Records to use:
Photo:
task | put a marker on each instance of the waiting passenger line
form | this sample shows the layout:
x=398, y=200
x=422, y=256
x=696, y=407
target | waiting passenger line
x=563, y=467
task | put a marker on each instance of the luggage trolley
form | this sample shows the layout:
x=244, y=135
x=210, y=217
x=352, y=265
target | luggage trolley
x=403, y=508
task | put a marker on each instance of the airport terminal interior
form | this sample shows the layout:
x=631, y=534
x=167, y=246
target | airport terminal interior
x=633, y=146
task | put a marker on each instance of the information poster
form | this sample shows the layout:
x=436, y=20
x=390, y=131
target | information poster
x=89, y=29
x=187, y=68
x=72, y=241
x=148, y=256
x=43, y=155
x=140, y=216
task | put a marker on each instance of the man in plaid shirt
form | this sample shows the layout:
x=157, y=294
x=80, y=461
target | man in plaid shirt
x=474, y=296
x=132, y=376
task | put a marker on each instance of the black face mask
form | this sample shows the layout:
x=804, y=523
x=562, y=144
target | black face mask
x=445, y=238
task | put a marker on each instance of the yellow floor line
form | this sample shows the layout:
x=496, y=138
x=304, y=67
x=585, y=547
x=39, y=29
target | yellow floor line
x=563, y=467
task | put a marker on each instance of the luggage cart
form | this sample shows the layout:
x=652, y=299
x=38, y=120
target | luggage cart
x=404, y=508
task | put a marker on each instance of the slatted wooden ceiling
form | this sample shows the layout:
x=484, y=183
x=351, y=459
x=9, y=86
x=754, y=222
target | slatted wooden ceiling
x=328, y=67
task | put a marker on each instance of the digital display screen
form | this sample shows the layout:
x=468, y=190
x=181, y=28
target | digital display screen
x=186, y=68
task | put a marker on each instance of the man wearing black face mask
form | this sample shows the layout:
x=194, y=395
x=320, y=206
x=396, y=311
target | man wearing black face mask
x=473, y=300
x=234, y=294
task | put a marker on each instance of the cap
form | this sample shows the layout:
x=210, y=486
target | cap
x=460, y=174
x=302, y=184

Given request: Extract all of the data shown above and repeat it verbatim.

Task output:
Photo:
task | put a marker on each instance of the waiting passenger line
form | this sample shows the layout:
x=398, y=200
x=422, y=256
x=696, y=407
target | waiting passenger line
x=563, y=467
task | put a marker on each instance of the luggage trolley
form | this sample shows the layout:
x=244, y=135
x=210, y=217
x=352, y=265
target | luggage trolley
x=403, y=508
task | put a marker on each instance of the airport terminal interior
form | this sample shows the layout:
x=631, y=534
x=167, y=246
target | airport terminal interior
x=633, y=146
task | put a marker on each instance of the information poster
form | this sample shows the layout:
x=436, y=20
x=390, y=131
target | information poster
x=89, y=29
x=187, y=68
x=72, y=241
x=148, y=256
x=43, y=155
x=140, y=216
task | put a marker on each instance of the man in plaid shirt
form | this sample shows the layout:
x=157, y=294
x=80, y=461
target | man in plaid shirt
x=474, y=296
x=132, y=376
task | put a marker on each instance of the black face mask
form | this sample shows the layout:
x=804, y=523
x=562, y=144
target | black face mask
x=445, y=238
task | put a marker on each instance of the yellow floor line
form | this sample shows the layout:
x=496, y=138
x=304, y=67
x=585, y=547
x=39, y=29
target | yellow floor line
x=563, y=467
task | put a marker on each instance of the luggage cart
form | this sample shows the layout:
x=652, y=299
x=38, y=120
target | luggage cart
x=404, y=508
task | put a marker on each instance of the slatted wooden ceiling
form | this sample shows the layout:
x=484, y=183
x=351, y=459
x=9, y=86
x=754, y=222
target | slatted wooden ceiling
x=328, y=67
task | put a marker on each instance of the digital display screen
form | this sample shows the layout:
x=468, y=190
x=181, y=28
target | digital display screen
x=186, y=68
task | put a marker on each instance of the man wearing black face mask
form | this sample shows the layout:
x=194, y=395
x=320, y=206
x=396, y=311
target | man wearing black face mask
x=473, y=300
x=234, y=294
task | put a marker on each instance of the cap
form | this sample shows the layout:
x=210, y=486
target | cap
x=460, y=174
x=302, y=184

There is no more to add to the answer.